Transcribe the data that follows precisely, omitting nothing.

******

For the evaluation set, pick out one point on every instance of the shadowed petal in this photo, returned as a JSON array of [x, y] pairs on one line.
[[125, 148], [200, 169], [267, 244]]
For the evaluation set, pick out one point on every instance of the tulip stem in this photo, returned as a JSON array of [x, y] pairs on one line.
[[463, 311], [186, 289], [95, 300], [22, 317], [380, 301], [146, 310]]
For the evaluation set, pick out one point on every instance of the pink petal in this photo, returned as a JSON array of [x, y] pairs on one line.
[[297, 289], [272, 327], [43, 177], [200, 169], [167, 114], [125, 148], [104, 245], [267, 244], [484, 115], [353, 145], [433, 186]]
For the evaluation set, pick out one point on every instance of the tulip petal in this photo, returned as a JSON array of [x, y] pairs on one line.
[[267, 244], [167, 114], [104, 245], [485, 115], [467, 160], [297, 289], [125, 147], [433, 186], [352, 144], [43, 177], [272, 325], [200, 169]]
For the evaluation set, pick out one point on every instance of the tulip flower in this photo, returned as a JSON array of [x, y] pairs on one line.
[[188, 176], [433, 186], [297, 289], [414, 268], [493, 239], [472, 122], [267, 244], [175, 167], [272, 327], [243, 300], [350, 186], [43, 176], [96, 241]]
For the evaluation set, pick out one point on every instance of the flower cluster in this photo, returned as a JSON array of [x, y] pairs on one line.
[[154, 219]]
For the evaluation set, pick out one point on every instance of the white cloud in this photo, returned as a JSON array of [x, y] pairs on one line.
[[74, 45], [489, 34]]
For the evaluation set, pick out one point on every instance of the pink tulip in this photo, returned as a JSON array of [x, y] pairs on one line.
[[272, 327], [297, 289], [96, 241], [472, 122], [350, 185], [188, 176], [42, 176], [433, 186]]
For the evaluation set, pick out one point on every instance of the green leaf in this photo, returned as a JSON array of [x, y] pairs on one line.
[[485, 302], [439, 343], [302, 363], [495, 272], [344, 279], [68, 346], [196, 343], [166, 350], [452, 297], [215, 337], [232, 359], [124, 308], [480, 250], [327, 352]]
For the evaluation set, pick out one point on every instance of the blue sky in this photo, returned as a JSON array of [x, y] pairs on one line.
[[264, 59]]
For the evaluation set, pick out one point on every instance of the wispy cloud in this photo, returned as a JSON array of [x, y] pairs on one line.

******

— Problem solution —
For the evaluation set, pick out one point on every instance of the shadowed petal in this photo, returned as a JSON array of [x, y] pairs on one line.
[[125, 148], [200, 169], [267, 244]]
For the evaluation set, pick out one point on every instance of the tulip stem in this photo, returned as a JSON array of [x, y] pairs on one line.
[[463, 311], [186, 289], [95, 300], [22, 317], [380, 301], [146, 310]]
For the evaluation set, pick out one point on every instance of the pink petal in this photo, returned as a JSON array of [x, y] pairs on one line.
[[297, 289], [272, 327], [43, 177], [200, 169], [167, 114], [125, 148], [104, 245], [267, 244], [484, 115], [353, 145], [433, 186]]
For the evaluation set, pick out one point on every instance of the tulip petal in this photo, returned as a JSON array of [x, y] pairs on one line.
[[267, 244], [167, 114], [104, 245], [485, 115], [467, 160], [297, 289], [125, 147], [433, 186], [352, 144], [43, 177], [272, 325], [200, 169]]
For the evaluation set, pick out one point on every instance of the tulip flower in this photo, returned as a JSON array of [x, y] pairs on one line.
[[188, 176], [433, 186], [297, 289], [414, 268], [493, 239], [472, 122], [267, 244], [175, 167], [272, 327], [243, 300], [350, 186], [43, 176], [96, 241]]
For the evaluation set, pick out one point on every instance of the flower cluster in this photo, returned as a JSON array of [x, y] pairs on one line.
[[154, 219]]
For the evaluation set, pick out one point on every instance of the white cloud in this photo, returned as a JSON array of [x, y] pairs on one line.
[[74, 45], [489, 34]]
For the evaluation set, pick out one point on every instance of the pink tulip in this photo, returned as a JSON array of [x, y] pairs on one line.
[[272, 327], [297, 289], [96, 241], [472, 122], [350, 185], [188, 176], [42, 176], [433, 186]]
For the evaluation set, pick out one point on every instance of the green leaf in this photo, returned as a JSON array of [x, y] pairs on one line.
[[485, 302], [439, 343], [302, 363], [495, 272], [344, 279], [68, 346], [196, 343], [166, 350], [452, 297], [215, 337], [232, 359], [124, 308], [480, 250], [327, 352]]
For the evaluation set, pick out one point on every instance of the blue sky in this photo, returned as a JSON array of [x, y] pairs on one line.
[[264, 59]]
For the evaluation set, pick out one point on every instance of the wispy cloud in this photo, returned as a JSON array of [x, y] pairs on one line.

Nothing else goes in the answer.